**Fragmento del documento**
* * *

Amigo lector,
en mi anterior entrada te animaba a recitar con el telón corto —el que no está
bajado del todo y su borde inferior queda a alguna distancia del suelo del
escenario— a tu espalda. Pero tengo que decirte la verdad: pensaba en otro.
Veía muy claramente, con una acuidad que el tiempo no ha logrado destruir, a
Manuel Dicenta, hace unos sesenta años. Recitaba en un teatro madrileño,
delante del telón corto, frente al público, el bello prólogo de Los intereses creados, de Benavente, con
aquella voz grave y rota, inigualable. Cuando se asiste a algo así, a los
dieciséis o diecisiete años, eso ya no se olvida, eso te queda para siempre. Y
te impone un canon, unas exigencias en tu apreciación artística frente a las
que no puedes hacer nada, sino obedecerlas y seguirlas. Es el pasado, tu
pasado, y es para siempre. Dicenta era un formidable actor que lleva demasiados
años muerto, desde 1974. Si eres joven, no lo conocerás; quizá sí a su guapa,
vivaracha y graciosa nieta, Natalia Dicenta.
Un poco de aquel
prólogo: “He aquí el tinglado de la antigua farsa, la que alivió en posadas
aldeanas el cansancio de los trajinantes, la que embobó en las plazas de
humildes lugares a los simples villanos, la que juntó en ciudades populosas a
los más variados concursos, como en París sobre el Puente Nuevo, cuando Tabarín
desde su tablado de feria solicitaba la atención de todo transeúnte, desde el
espetado doctor que detiene un momento su docta cabalgadura para desarrugar por
un instante la frente, siempre cargada de graves pensamientos, al escuchar
algún donaire de la alegre farsa, hasta el pícaro hampón, que allí divierte sus
ocios horas y horas, engañando al hambre con la risa…”. Ahí está, para que lo
juzgues. Lee la obra cuando puedas.

* * *

**Material mostrado**

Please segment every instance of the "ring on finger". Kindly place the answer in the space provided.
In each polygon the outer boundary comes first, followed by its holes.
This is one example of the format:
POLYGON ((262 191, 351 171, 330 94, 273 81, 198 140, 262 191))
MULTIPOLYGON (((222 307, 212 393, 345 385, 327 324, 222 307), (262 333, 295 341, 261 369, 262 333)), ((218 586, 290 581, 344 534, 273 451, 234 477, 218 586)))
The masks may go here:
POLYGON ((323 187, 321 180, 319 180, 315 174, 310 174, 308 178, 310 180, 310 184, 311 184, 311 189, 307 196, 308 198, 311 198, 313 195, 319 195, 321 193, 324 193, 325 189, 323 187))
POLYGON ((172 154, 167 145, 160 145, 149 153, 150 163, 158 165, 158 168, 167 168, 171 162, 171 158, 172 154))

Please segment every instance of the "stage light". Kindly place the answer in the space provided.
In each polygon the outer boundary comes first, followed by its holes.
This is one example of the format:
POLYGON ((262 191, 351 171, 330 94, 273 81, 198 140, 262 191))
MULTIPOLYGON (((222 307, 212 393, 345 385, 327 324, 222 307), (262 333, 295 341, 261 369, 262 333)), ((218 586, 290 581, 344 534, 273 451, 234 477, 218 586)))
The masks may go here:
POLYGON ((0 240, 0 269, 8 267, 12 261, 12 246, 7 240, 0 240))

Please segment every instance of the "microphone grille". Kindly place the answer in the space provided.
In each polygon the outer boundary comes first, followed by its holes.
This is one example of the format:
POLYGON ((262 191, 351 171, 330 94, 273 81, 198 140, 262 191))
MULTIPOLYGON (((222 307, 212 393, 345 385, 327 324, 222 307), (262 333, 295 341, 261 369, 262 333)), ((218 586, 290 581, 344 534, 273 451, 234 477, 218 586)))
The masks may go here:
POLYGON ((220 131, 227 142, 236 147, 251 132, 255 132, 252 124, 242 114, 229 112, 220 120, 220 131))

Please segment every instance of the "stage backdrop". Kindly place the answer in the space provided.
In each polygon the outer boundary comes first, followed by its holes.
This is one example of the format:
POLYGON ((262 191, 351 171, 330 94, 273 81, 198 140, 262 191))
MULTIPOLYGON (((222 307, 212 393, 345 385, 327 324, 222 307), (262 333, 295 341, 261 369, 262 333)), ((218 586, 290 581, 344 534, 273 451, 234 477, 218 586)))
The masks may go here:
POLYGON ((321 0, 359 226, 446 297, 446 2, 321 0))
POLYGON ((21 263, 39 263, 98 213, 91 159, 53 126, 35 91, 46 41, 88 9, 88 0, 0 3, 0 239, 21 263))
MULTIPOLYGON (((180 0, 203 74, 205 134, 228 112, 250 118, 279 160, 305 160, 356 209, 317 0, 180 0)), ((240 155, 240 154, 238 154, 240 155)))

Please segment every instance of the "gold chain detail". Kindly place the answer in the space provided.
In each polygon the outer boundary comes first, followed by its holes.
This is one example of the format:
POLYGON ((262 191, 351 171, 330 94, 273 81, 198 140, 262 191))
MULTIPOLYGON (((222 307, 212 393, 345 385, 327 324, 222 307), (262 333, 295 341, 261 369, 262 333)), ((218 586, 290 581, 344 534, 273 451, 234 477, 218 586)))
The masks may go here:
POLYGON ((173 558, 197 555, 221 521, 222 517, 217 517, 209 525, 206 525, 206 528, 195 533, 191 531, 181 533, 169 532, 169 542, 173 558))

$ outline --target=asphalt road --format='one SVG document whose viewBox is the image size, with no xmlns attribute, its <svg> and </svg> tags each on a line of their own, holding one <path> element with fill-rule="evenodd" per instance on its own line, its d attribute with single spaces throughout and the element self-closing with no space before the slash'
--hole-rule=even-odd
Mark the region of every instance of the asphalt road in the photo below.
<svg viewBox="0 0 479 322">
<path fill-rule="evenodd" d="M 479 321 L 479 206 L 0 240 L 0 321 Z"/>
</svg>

* * *

**Instrucciones de trabajo**
**1)** Según la entrada sobre Manuel Dicenta, ¿en qué año murió el actor?
**2)** Reproduce el pasaje de la entrada sobre Manuel Dicenta que empieza con las palabras que contienen "Un poco de aquel" y termina con "obra cuando puedas.".
**3)** Prosigue la entrada sobre Manuel Dicenta a partir de su última frase.
Los datos son un material aparte, independiente de la entrada.

**Resultados de tareas**
**1)** En 1974.

**2)**
Un poco de aquel
prólogo: “He aquí el tinglado de la antigua farsa, la que alivió en posadas
aldeanas el cansancio de los trajinantes, la que embobó en las plazas de
humildes lugares a los simples villanos, la que juntó en ciudades populosas a
los más variados concursos, como en París sobre el Puente Nuevo, cuando Tabarín
desde su tablado de feria solicitaba la atención de todo transeúnte, desde el
espetado doctor que detiene un momento su docta cabalgadura para desarrugar por
un instante la frente, siempre cargada de graves pensamientos, al escuchar
algún donaire de la alegre farsa, hasta el pícaro hampón, que allí divierte sus
ocios horas y horas, engañando al hambre con la risa…”. Ahí está, para que lo
juzgues. Lee la obra cuando puedas.

**3)**
Es mi pasado.
Cuando iba al teatro de claquero, de ilustre oficiante de la claque, institución
insigne nacida en los tiempos de Nerón, comprando aquellas entradas de precio
reducido, francamente aéreas, que el jefe de la claque vendía siempre en algún
bar cercano al teatro. Recuerdo que en otra ocasión, con familiares de Úbeda,
fuimos al famoso teatro Lara, no de claque, pero con entradas también de
altura. Mi tío se pasó llorando la mayor parte del tiempo —era una obra de
Calvo Sotelo, que hizo furor por entonces—. Aquellas profundas emociones se
trocaron en auténtico pánico cuando vimos, desde aquel barandal de la luna, a
otra familia ubetense, que estaba en el mismísimo patio de butacas. Y nosotros
allí, colgados del aire.
Es mi pasado.
El mismo que lleva a tantos viejos a querer dejar alguna especie de ‘memorias’,
para que quede la debida constancia de que existieron. Porque la vida, la de
cualquiera, está llena de hazañas, de heroísmos, de aventuras prodigiosas, de
recuerdos a los que embelleció el tiempo; también de derrotas de las que se
aprendió y se logró olvidar. Los antiguos dijeron que la vida era breve y el
arte largo. Te doy, lector, la cita entera —en latín, no en griego—, que está
en el principio de una obra del médico griego Hipócrates, sus Aforismos: Vita brevis, ars
longa, occasio praeceps, experimentum periculosum, iudicium
difficile (la vida es breve, el
arte largo, la ocasión fugaz, el experimento peligroso, el juicio difícil).
En el fondo, la vida no es tan breve, a cada
uno de nosotros nos han sucedido miles de cosas. Es el mundo el que es enorme, absolutamente
inabarcable y preñado de otros mundos, igualmente infinitos. La facilidad
actual para viajar, para trasladarnos de un lado a otro del planeta, puede deslumbrarnos, engañarnos y ocultarnos nuestra menesterosa condición.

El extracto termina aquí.